* _Goal_
Display each line of the data below that contains the string "building".

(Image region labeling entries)
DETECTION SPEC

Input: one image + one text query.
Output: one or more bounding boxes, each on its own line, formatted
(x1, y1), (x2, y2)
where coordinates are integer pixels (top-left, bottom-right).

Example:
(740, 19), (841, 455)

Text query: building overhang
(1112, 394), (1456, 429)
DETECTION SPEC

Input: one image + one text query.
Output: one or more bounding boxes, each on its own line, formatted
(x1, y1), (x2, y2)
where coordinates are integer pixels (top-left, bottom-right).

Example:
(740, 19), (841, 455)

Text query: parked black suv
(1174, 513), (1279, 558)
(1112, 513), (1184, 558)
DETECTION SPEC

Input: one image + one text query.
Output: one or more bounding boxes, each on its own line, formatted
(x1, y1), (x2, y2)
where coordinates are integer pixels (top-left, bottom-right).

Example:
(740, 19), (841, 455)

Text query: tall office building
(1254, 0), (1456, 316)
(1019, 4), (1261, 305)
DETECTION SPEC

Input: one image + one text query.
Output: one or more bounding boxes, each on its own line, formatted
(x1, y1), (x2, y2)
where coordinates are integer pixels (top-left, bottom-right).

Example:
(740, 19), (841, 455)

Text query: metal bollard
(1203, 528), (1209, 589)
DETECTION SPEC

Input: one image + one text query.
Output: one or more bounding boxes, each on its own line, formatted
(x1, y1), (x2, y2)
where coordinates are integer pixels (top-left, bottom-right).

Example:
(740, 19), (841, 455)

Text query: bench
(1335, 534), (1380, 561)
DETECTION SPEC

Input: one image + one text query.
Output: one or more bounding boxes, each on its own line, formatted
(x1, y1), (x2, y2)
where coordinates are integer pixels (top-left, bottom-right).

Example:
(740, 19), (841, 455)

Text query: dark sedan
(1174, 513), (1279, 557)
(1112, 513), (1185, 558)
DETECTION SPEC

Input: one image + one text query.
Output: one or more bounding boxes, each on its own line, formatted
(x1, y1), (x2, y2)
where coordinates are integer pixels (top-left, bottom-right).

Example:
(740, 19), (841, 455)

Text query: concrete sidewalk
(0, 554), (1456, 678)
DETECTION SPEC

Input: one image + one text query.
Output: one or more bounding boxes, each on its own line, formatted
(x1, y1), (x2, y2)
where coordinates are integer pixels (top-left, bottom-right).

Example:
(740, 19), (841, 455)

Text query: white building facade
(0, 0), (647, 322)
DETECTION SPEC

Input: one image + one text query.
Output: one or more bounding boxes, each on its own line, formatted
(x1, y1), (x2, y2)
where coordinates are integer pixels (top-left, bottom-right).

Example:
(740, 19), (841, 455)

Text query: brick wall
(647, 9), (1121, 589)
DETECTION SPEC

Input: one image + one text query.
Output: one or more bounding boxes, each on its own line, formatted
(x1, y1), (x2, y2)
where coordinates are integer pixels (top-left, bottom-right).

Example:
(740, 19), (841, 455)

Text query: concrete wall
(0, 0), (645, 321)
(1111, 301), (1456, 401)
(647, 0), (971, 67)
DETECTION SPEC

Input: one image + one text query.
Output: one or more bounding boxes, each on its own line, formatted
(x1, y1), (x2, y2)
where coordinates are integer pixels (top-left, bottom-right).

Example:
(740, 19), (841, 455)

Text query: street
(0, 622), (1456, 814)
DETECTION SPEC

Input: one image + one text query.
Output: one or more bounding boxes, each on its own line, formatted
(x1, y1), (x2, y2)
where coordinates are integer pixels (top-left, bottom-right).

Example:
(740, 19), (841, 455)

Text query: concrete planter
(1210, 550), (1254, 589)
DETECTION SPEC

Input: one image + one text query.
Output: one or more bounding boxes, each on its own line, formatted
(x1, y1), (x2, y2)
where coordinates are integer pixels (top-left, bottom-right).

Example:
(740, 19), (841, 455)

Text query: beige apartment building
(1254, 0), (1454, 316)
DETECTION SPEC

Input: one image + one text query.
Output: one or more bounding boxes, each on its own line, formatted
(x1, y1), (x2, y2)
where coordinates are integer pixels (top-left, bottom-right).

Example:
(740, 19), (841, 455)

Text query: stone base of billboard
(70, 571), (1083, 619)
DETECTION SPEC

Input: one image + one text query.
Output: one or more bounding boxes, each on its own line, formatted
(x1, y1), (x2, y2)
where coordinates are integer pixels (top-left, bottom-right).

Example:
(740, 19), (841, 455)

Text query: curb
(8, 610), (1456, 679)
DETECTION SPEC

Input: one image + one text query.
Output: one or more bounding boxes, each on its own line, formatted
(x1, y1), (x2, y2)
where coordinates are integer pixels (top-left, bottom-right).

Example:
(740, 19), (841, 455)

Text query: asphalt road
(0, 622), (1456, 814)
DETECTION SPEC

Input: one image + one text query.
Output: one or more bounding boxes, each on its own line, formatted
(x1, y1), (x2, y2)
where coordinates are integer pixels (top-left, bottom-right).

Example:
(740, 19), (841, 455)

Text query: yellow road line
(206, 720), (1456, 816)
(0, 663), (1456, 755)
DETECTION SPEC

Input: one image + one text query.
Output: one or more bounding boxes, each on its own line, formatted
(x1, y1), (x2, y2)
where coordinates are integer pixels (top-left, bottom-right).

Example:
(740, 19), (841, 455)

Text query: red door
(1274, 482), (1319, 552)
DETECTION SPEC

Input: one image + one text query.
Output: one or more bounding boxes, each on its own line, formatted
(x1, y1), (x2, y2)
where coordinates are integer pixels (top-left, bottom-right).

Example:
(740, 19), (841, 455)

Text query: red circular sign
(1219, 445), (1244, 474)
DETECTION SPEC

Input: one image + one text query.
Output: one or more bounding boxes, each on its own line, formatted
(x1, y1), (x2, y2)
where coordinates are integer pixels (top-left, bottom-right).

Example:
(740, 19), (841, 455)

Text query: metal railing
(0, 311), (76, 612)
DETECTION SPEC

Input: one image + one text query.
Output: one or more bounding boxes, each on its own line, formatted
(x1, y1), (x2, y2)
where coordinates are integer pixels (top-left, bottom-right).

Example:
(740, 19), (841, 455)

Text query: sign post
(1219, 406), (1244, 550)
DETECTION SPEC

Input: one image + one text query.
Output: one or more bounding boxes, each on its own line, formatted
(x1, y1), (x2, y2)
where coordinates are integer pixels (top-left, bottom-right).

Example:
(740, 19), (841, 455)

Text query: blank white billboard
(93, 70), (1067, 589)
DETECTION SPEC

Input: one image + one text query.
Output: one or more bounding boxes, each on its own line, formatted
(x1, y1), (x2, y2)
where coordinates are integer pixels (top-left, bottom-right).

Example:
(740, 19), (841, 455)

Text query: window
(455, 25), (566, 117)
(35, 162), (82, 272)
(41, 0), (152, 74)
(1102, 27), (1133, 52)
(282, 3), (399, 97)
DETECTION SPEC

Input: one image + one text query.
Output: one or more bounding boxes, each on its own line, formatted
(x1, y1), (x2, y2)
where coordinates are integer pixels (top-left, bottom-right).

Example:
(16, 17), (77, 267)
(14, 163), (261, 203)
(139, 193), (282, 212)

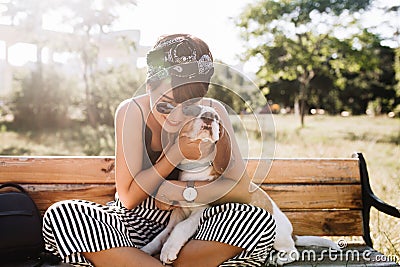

* _Task output_
Text query: building overhang
Text query: tall office building
Text query: white building facade
Text query: beige apartment building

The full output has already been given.